Tâches demandées:
[1] Remplacez « congestion log » par « traffic log » dans les enregistrements, depuis leur début jusqu'à la ligne contenant « [(322, 106)] » incluse, puis redonnez ce passage sans autre modification et sans les images.
[2] Reprenez l'article sur la grève des salariés d'Alpine F1 et prolongez-le à la suite de sa dernière phrase.

Extrait de page:

-------

Des centaines d’ingénieurs mobilisés contre une décision de leur direction, une grève suivie par l’écrasante majorité d’un site, du directeur technique au mécano, des journalistes sportifs qui rendent compte dans leur revue d’un mouvement social, un circuit de Formule 1 où les banderoles revendicatives fleurissent dans les tribunes… Non, vous ne rêvez pas, le symbole du sport-spectacle, le summum du glamour et des grosses cylindrées est le théâtre d’une lutte sociale inédite.
Le conflit a été déclenché par la décision du directeur général de Renault, Luca De Meo, d’arrêter définitivement le programme de moteur de Formule 1 de l’écurie Alpine, marque détenue par Renault. Ce programme moteur est le fruit de quasiment 50 années d’implication dans la « discipline reine » du sport automobile, jalonnée d’innovations techniques et de trophées célébrées à coups de cocorico par les médias. Les ingénieurs, techniciens et mécanos qui y travaillent sont souvent des passionnés qui sont prêts à dédier plusieurs années de leur vie à travailler, soirs et week-ends inclus. L’esprit de compétition est entretenu par une direction générale qui a toujours considéré que le budget engagé était finalement un outil de marketing et de publicité assez rentable.
Qu’est-il donc passé par la tête de Luca De Meo pour déclencher une telle tempête ? La même politique qu’il mène depuis son arrivée à la tête de Renault en 2020 : réduction des coûts, externalisations d’activités, suppressions d’emplois, augmentation des marges, etc. Des usines jusqu’aux centres d’ingénierie, tout est passé à la lessiveuse pour ne laisser que l’essentiel afin de réaliser toujours plus de profits.
De Meo voudrait poursuivre la Formule 1 avec Alpine, mais sans moteur Alpine : il penche pour un moteur Mercedes. Les passionnés ont beau lui dire que ça n’a pas de sens d’avoir une vitrine technologique avec du matériel acheté à un autre constructeur. Lui, il a vu un gain économique et il a foncé dessus !
Le seul bâton dans les roues finalement, c’est la réaction inattendue des salariés d’Alpine F1, regroupés, pour la section Moteur, sur le site essonnien de Viry-Châtillon (350 salariés Alpine et 150 d’entreprises sous-traitantes). Le pot aux roses a été dévoilé plus vite que prévu, en juillet. Dès le retour des vacances, les salariés se sont réunis et ont organisé une action conjointe sur le circuit de Monza (premier Grand Prix après les vacances d’été) et sur le site de Viry le 30 août. Plus de 80 % de grévistes pour les salariés Alpine : un succès. Deux semaines plus tard, ils remettaient ça à la veille du grand prix d’Azerbaïdjan en se regroupant sous les fenêtres de la direction générale à Boulogne, accompagnés de salariés d’autres sites Renault (Lardy, Flins, Cléon, Maubeuge, Dieppe, Guyancourt, etc.). Une convergence naissante pour lutter contre toutes les suppressions d’emplois, de la F1 à la série. Le pauvre De Meo, qui réalisait pour l’instant un tour parfait dans tous les médias avec ses costumes ajustés, ses pochettes à quatre pointes et son tutoiement systématique des journalistes, risquait la sortie de route médiatique. Il a donc dû accepter de recevoir, vendredi 20 septembre, une délégation de salariés de Viry mobilisés.

-------

Données fournies:
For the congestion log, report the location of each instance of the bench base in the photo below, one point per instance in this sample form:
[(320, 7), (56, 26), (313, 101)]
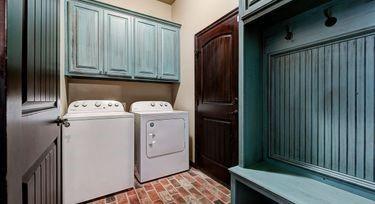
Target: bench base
[(265, 183)]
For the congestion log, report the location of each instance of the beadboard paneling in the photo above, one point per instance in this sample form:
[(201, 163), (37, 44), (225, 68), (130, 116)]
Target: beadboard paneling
[(322, 106)]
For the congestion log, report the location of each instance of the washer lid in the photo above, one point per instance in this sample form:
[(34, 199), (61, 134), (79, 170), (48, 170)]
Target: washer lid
[(95, 106), (93, 109), (151, 106), (98, 115)]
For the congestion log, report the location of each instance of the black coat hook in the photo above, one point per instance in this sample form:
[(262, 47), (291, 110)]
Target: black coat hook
[(289, 34), (331, 21)]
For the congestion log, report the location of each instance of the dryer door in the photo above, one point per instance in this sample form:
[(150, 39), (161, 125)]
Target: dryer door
[(165, 137)]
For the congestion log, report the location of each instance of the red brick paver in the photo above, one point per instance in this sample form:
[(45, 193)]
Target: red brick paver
[(187, 187)]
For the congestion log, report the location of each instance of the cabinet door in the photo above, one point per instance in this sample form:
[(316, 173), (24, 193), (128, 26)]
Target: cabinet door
[(169, 52), (146, 64), (118, 44), (85, 38)]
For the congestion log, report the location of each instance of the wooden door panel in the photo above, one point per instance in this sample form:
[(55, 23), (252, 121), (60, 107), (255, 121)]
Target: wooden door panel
[(216, 88), (118, 44), (39, 90), (146, 63), (168, 52), (39, 185), (216, 140), (85, 38), (33, 149)]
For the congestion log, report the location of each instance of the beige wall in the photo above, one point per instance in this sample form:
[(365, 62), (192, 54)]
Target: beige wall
[(128, 92), (149, 7), (194, 15)]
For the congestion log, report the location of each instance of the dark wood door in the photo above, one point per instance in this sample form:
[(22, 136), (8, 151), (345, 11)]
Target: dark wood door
[(216, 93), (33, 149)]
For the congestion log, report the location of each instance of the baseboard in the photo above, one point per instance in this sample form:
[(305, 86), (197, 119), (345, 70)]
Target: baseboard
[(192, 164)]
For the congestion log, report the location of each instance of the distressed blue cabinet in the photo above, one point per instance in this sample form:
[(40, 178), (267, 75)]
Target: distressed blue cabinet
[(118, 44), (108, 42), (168, 52), (146, 49), (84, 40)]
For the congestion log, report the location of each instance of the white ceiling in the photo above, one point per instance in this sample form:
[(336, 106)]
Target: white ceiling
[(168, 1)]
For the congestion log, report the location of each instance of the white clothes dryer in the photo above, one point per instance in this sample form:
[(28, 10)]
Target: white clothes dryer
[(161, 140)]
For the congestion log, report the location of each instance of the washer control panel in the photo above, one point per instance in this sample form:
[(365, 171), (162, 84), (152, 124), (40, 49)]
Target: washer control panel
[(160, 106), (95, 106)]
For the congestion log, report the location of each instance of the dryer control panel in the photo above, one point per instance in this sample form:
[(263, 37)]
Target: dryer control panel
[(151, 106), (86, 106)]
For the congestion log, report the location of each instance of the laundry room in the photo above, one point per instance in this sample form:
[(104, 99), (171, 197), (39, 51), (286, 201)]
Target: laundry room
[(187, 101), (155, 72)]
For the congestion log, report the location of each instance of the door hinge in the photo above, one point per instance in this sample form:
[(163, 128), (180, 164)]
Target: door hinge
[(197, 53)]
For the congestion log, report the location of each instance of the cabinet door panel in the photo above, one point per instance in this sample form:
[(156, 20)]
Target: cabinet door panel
[(168, 52), (118, 44), (85, 38), (146, 65)]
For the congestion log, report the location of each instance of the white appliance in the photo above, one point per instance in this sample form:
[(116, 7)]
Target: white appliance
[(98, 150), (161, 140)]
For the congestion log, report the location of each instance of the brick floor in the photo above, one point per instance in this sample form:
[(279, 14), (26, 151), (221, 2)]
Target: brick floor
[(188, 187)]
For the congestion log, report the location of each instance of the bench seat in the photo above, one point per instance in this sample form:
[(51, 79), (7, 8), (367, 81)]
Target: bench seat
[(283, 186)]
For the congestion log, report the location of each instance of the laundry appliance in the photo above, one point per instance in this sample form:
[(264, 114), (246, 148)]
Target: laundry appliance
[(161, 140), (97, 150)]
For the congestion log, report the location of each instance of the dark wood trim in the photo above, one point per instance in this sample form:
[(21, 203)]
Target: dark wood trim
[(222, 19), (3, 67)]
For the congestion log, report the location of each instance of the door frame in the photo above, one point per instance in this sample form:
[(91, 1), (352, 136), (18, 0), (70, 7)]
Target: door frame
[(198, 79), (3, 69)]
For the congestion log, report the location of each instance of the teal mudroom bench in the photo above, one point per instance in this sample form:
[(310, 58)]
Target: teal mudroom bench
[(307, 102)]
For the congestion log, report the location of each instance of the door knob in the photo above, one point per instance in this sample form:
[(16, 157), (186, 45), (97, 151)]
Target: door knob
[(234, 112), (60, 121)]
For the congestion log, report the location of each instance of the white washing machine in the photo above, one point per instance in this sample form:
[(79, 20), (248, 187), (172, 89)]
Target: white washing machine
[(161, 140), (98, 150)]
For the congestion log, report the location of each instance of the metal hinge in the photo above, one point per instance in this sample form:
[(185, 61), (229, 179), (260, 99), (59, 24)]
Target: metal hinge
[(197, 53)]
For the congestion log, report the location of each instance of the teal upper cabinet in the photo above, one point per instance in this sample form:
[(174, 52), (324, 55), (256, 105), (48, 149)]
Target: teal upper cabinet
[(168, 54), (85, 30), (146, 48), (118, 44), (104, 41)]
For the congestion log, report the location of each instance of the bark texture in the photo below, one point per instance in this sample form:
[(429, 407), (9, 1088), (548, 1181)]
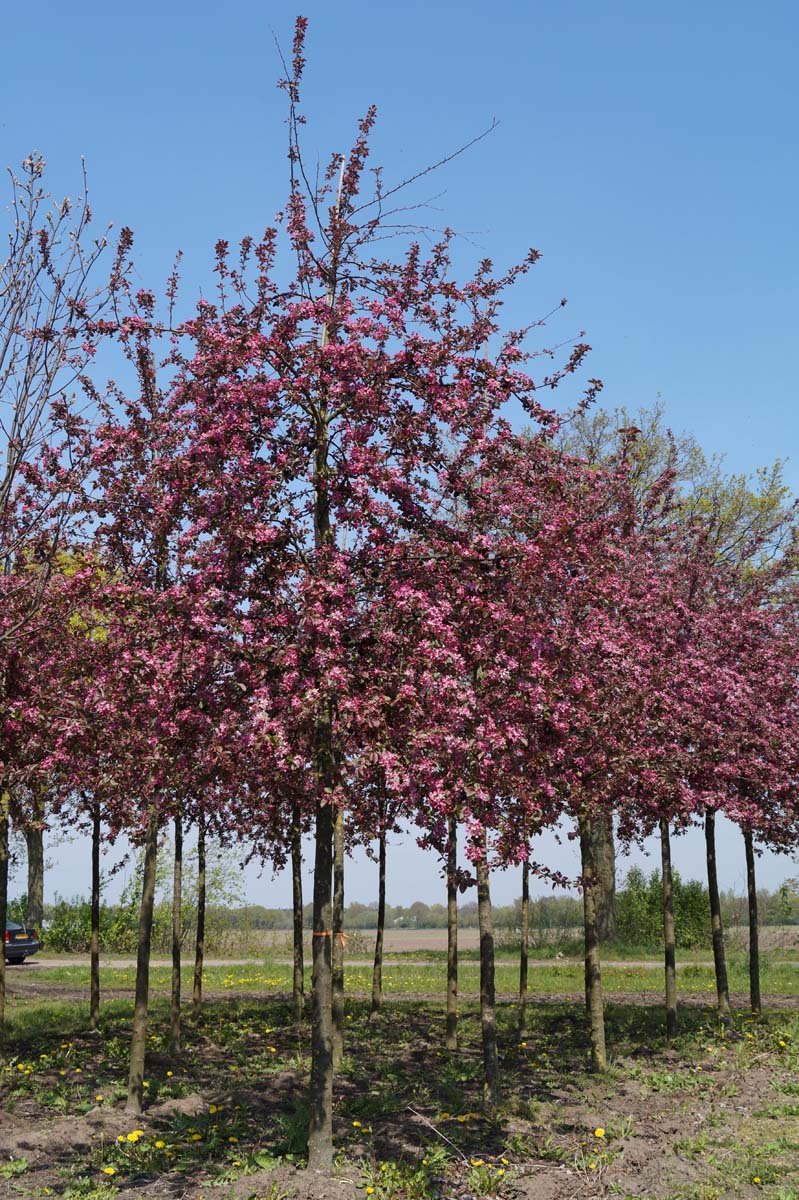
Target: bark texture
[(94, 948), (594, 1001), (176, 935), (491, 1091), (322, 1062), (139, 1031), (35, 845), (199, 941), (719, 955), (377, 970), (524, 952), (452, 936), (754, 927), (298, 976), (604, 851), (337, 955), (670, 937)]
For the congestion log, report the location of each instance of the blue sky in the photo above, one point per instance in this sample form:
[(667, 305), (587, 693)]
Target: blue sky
[(648, 151)]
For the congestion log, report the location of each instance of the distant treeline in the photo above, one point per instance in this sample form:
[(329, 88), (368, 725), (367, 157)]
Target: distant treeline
[(637, 906), (552, 917)]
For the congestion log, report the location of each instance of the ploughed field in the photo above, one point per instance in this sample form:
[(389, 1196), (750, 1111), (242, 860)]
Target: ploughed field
[(716, 1115)]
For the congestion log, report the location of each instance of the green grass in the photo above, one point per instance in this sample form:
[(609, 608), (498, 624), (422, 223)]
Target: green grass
[(408, 1113)]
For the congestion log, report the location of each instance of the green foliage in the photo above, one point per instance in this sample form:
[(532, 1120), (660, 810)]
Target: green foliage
[(67, 922), (640, 911)]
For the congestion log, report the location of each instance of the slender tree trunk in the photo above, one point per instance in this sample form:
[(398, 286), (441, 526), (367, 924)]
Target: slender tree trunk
[(754, 927), (670, 939), (452, 935), (491, 1093), (35, 844), (139, 1032), (604, 851), (322, 1033), (377, 970), (298, 982), (523, 960), (5, 807), (338, 939), (94, 949), (719, 957), (199, 941), (593, 967), (176, 934)]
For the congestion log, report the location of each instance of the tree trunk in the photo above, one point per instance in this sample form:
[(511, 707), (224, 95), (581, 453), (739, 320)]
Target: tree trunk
[(719, 957), (593, 970), (5, 807), (670, 939), (452, 935), (199, 941), (176, 935), (298, 982), (322, 1063), (337, 951), (604, 852), (94, 949), (487, 999), (754, 927), (35, 844), (377, 970), (139, 1032), (523, 960)]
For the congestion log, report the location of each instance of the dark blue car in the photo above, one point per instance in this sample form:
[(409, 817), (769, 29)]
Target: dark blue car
[(20, 942)]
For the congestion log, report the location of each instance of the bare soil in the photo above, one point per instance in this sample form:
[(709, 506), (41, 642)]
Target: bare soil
[(676, 1121)]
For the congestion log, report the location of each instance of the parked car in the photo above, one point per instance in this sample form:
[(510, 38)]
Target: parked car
[(20, 942)]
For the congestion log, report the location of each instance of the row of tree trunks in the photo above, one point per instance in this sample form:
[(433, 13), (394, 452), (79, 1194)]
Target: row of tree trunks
[(524, 948), (139, 1030), (719, 957), (199, 941), (451, 1037), (298, 981), (176, 934), (594, 1002), (94, 946), (377, 970), (337, 948), (670, 936)]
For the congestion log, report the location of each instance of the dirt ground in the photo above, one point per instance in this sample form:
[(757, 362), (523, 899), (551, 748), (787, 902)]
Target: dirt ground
[(671, 1122)]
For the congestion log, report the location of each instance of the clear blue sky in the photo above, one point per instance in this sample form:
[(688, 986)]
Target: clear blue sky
[(648, 151)]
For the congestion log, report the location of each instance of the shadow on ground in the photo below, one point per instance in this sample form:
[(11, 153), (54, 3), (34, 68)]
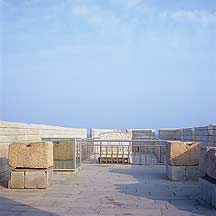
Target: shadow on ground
[(10, 207), (153, 184)]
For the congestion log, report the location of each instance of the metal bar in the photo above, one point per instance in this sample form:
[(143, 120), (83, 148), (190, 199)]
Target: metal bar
[(100, 152)]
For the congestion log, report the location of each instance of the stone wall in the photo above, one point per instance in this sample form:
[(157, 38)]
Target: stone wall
[(18, 132), (142, 133), (168, 133), (95, 132), (205, 134)]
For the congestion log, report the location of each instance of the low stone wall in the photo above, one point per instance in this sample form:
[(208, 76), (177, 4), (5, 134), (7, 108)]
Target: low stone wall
[(168, 134), (183, 160), (19, 132), (95, 132), (204, 134), (208, 179)]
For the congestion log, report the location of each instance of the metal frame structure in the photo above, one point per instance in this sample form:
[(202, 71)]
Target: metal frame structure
[(150, 151)]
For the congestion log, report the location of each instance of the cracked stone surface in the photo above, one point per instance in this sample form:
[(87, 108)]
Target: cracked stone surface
[(108, 190)]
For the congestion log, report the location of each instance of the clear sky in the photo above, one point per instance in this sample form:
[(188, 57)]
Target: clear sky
[(108, 63)]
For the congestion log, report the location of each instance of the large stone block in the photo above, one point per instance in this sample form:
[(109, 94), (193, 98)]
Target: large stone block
[(208, 191), (36, 179), (183, 153), (16, 180), (63, 150), (208, 161), (31, 155), (183, 173)]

-------

Résultats de l'exercice:
[1]
For the traffic log, report the location of each instance of the bench base in the photo below, one point per instance in this sample form:
[(320, 7), (56, 26), (313, 101)]
Target: bench base
[(265, 183)]
For the traffic log, report the location of each instance of the beadboard paneling in the photo above, one point per instance in this sample form:
[(201, 163), (37, 44), (225, 68), (130, 116)]
Target: beadboard paneling
[(322, 106)]

[2]
Il n’a, pour l’instant, fait qu’écouter les salariés et a dû assurer dans la presse que la décision n’était finalement pas encore prise. Ce n’est clairement qu’une façade. Les salariés de Viry sont pour l’instant très encadrés par le syndicat majoritaire du site qui insiste lourdement sur le caractère « pacifique », « constructif », « dans le dialogue » de la lutte. Cela ne suffira pas pour faire revenir la direction générale sur sa décision. Pour le faire, il va falloir engager le rapport (de force) supérieur : prendre leur lutte en mains eux-mêmes, amplifier et élargir la mobilisation, à commencer par les autres filiales du groupe Renault, récemment démantelé. Car ce qui est jeu, ce n’est pas un podium et une bouteille de champagne mais bien le maintien de 500 emplois.
Lucien Massa
Sommaire du dossier
- Nouvelle vague de licenciements et fermetures de sites chez les constructeurs automobile et leurs sous-traitants
- Audi Bruxelles : pour répondre aux plans de licenciements, la lutte !
- Chez les donneurs d’ordre, c’est Ford qui ouvre (encore) le bal !
- Alpine-F1 : la mobilisation en pole-position à Renault
- Chez Volkswagen, un crépuscule de la « cogestion » ?
- Interview : Les Valeo montent à Paris contre la fermeture de leurs sites !
- Repreneur privé ou public : les vraies fausses solutions à la française
- Nationalisme et « Protectionnisme solidaire » ? La preuve par Trump !
- Les limites d’une « solution » comme la Scop : travailleurs licenciez-vous vous-mêmes !
- Reconversion vers l’électrique : Raison de toutes les restructurations et prétextes à tous les chantages
- Contre les fermetures de sites, licenciements et suppressions de postes : quelle politique ? Qu’est-ce qu’il faudrait revendiquer ? Qu’est-ce qu’il faudrait tenter ?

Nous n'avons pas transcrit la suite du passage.